Dataset entries
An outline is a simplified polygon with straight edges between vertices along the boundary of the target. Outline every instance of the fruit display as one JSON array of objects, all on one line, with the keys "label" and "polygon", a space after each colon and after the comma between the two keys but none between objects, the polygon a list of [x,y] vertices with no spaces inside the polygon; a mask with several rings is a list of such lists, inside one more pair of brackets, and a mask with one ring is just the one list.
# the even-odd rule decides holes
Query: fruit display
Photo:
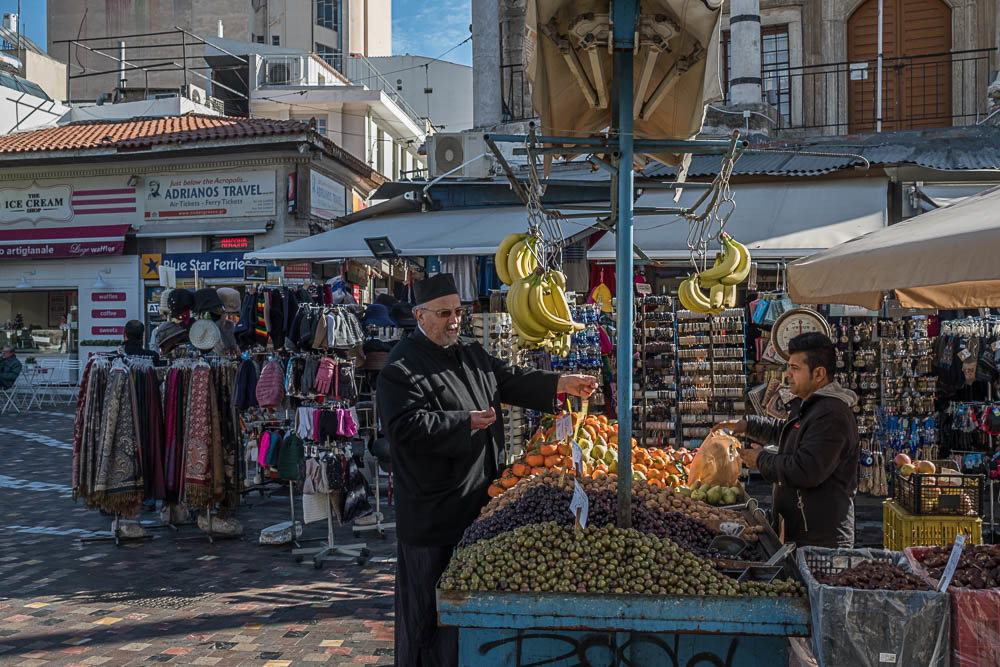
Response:
[{"label": "fruit display", "polygon": [[[559,486],[534,485],[501,510],[475,521],[465,530],[458,546],[469,546],[533,523],[554,521],[561,526],[572,526],[572,497],[571,491]],[[613,489],[592,487],[587,492],[587,498],[590,507],[588,525],[600,527],[617,522],[618,496]],[[632,527],[643,533],[670,538],[684,549],[700,556],[725,557],[725,554],[710,548],[712,540],[719,535],[717,531],[680,512],[653,509],[637,496],[632,497]]]},{"label": "fruit display", "polygon": [[639,595],[802,596],[794,580],[738,582],[675,542],[612,525],[576,530],[555,522],[515,528],[459,548],[445,591]]},{"label": "fruit display", "polygon": [[914,514],[975,516],[981,508],[984,477],[964,475],[933,461],[912,461],[905,453],[895,456],[893,499]]},{"label": "fruit display", "polygon": [[[920,550],[916,557],[927,568],[927,573],[938,580],[951,556],[951,549],[929,547]],[[966,544],[951,578],[951,585],[976,589],[1000,588],[1000,545]]]},{"label": "fruit display", "polygon": [[716,506],[735,505],[743,498],[743,489],[738,486],[712,486],[701,482],[695,482],[691,488],[678,487],[677,491]]},{"label": "fruit display", "polygon": [[920,577],[885,561],[865,561],[837,574],[816,572],[816,580],[827,586],[846,586],[865,591],[925,591]]},{"label": "fruit display", "polygon": [[540,247],[541,240],[535,236],[508,235],[497,248],[497,275],[510,286],[507,311],[521,344],[566,357],[573,333],[585,327],[573,321],[566,300],[566,276],[539,263]]},{"label": "fruit display", "polygon": [[750,275],[750,251],[725,233],[720,242],[722,252],[716,255],[715,265],[689,276],[677,288],[677,297],[687,310],[719,313],[736,305],[736,286]]},{"label": "fruit display", "polygon": [[[585,477],[602,477],[618,472],[618,426],[604,415],[589,416],[580,423],[580,416],[573,416],[577,428],[576,443],[583,452]],[[565,470],[575,475],[571,446],[555,439],[555,418],[546,417],[525,446],[525,454],[500,473],[490,486],[490,496],[503,495],[523,479],[544,473],[546,470]],[[687,479],[687,466],[693,460],[685,449],[639,447],[632,439],[632,478],[658,486],[674,488]]]},{"label": "fruit display", "polygon": [[[574,481],[574,478],[569,475],[564,476],[554,470],[546,471],[540,475],[526,479],[517,486],[509,489],[503,495],[490,500],[480,512],[480,520],[491,517],[513,505],[534,487],[554,486],[564,490],[566,493],[570,493],[573,490]],[[596,479],[579,480],[579,483],[587,493],[588,498],[598,497],[602,492],[614,495],[617,493],[618,477],[616,475],[606,475]],[[747,522],[739,512],[713,507],[700,500],[677,493],[672,489],[661,489],[650,484],[635,484],[632,486],[632,495],[642,505],[649,508],[655,516],[679,513],[698,521],[713,532],[717,532],[722,523],[738,524],[743,527],[740,537],[748,542],[755,542],[764,530],[762,526],[752,525]]]}]

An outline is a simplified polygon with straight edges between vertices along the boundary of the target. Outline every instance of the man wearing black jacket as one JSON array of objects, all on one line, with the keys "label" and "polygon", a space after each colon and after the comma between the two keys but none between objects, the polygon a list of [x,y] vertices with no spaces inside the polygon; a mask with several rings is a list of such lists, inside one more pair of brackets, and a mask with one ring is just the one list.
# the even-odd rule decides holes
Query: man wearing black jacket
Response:
[{"label": "man wearing black jacket", "polygon": [[821,333],[793,338],[785,377],[796,396],[787,419],[750,416],[716,424],[714,430],[744,433],[777,444],[770,453],[743,449],[748,468],[773,487],[775,530],[798,546],[854,546],[854,496],[858,491],[857,395],[832,382],[836,353]]},{"label": "man wearing black jacket", "polygon": [[393,348],[376,400],[396,483],[396,665],[458,664],[458,631],[439,628],[435,586],[504,465],[500,404],[554,412],[556,394],[597,379],[513,368],[458,336],[451,274],[414,285],[417,329]]}]

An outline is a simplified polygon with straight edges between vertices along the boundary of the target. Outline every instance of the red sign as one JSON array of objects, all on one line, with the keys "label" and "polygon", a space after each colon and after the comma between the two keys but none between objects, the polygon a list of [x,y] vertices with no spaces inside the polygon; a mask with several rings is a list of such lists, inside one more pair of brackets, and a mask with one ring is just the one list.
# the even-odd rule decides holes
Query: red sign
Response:
[{"label": "red sign", "polygon": [[361,303],[361,287],[359,285],[354,286],[354,300]]},{"label": "red sign", "polygon": [[66,259],[120,255],[125,250],[119,241],[36,241],[0,246],[0,259]]},{"label": "red sign", "polygon": [[124,301],[125,292],[92,292],[91,301]]},{"label": "red sign", "polygon": [[285,278],[286,279],[305,279],[311,275],[309,270],[309,263],[304,264],[289,264],[285,267]]},{"label": "red sign", "polygon": [[125,312],[124,310],[100,310],[95,308],[94,310],[90,311],[91,317],[96,317],[105,320],[125,317],[127,314],[128,313]]},{"label": "red sign", "polygon": [[249,250],[250,238],[246,236],[222,236],[216,239],[219,250]]},{"label": "red sign", "polygon": [[90,327],[90,333],[95,336],[121,336],[125,327]]}]

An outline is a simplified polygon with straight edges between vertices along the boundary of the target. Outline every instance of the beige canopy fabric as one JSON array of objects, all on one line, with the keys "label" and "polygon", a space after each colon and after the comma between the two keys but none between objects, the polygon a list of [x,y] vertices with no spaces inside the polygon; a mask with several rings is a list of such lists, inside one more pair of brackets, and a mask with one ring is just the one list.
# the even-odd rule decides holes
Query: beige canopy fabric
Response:
[{"label": "beige canopy fabric", "polygon": [[1000,306],[1000,187],[788,266],[796,303],[877,310],[885,292],[905,308]]},{"label": "beige canopy fabric", "polygon": [[[633,68],[637,138],[691,139],[701,131],[705,104],[722,99],[722,4],[642,0],[641,46]],[[611,126],[613,62],[602,20],[610,5],[609,0],[528,0],[525,73],[543,134],[579,137]],[[590,36],[603,39],[603,46],[588,46]],[[681,161],[680,155],[651,157],[671,166]]]}]

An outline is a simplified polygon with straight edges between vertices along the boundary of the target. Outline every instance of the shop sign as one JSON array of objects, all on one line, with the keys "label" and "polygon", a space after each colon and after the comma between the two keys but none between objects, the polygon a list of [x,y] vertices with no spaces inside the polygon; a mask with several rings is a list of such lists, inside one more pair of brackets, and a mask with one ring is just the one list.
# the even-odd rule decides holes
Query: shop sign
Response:
[{"label": "shop sign", "polygon": [[296,190],[298,189],[296,181],[298,179],[295,176],[295,172],[288,175],[288,188],[285,193],[285,197],[288,199],[288,212],[295,213],[296,209]]},{"label": "shop sign", "polygon": [[0,246],[0,258],[6,259],[67,259],[120,255],[125,250],[121,241],[26,241]]},{"label": "shop sign", "polygon": [[315,170],[309,171],[309,213],[333,220],[347,213],[347,188]]},{"label": "shop sign", "polygon": [[64,222],[73,217],[72,188],[68,185],[0,189],[0,224],[41,220]]},{"label": "shop sign", "polygon": [[160,174],[146,179],[146,219],[274,215],[270,171]]},{"label": "shop sign", "polygon": [[[242,252],[180,252],[148,253],[141,258],[143,280],[157,280],[160,266],[169,266],[177,271],[177,278],[193,278],[195,270],[199,278],[242,278],[247,260]],[[251,262],[252,263],[252,262]],[[268,271],[277,271],[268,265]]]},{"label": "shop sign", "polygon": [[289,264],[285,267],[285,278],[289,280],[305,280],[312,275],[309,269],[309,263],[304,264]]},{"label": "shop sign", "polygon": [[90,327],[90,333],[94,336],[122,336],[125,327]]},{"label": "shop sign", "polygon": [[252,236],[214,236],[212,250],[253,250]]},{"label": "shop sign", "polygon": [[90,311],[90,316],[95,319],[114,319],[118,317],[125,317],[128,313],[124,310],[102,310],[100,308],[95,308]]},{"label": "shop sign", "polygon": [[91,292],[91,301],[124,301],[125,292]]}]

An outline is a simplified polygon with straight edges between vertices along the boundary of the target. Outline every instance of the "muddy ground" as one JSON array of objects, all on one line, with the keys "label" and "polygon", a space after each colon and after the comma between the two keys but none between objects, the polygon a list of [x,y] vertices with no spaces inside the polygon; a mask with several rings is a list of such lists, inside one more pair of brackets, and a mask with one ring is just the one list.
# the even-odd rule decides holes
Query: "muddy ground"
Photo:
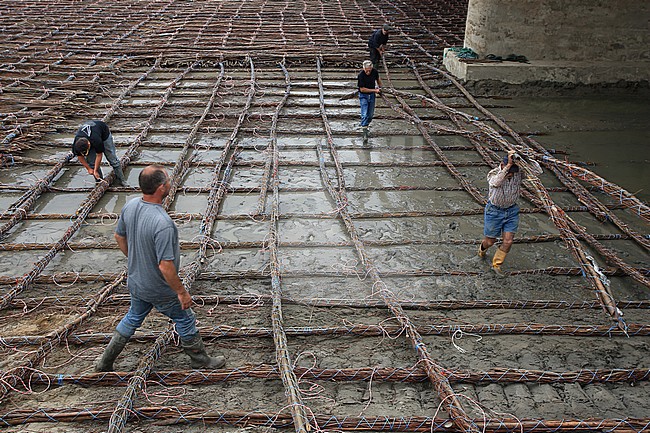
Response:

__EXERCISE OBJECTIVE__:
Work out how many lines of the preceding data contain the word "Query". Reply with that number only.

__FINAL ANSWER__:
6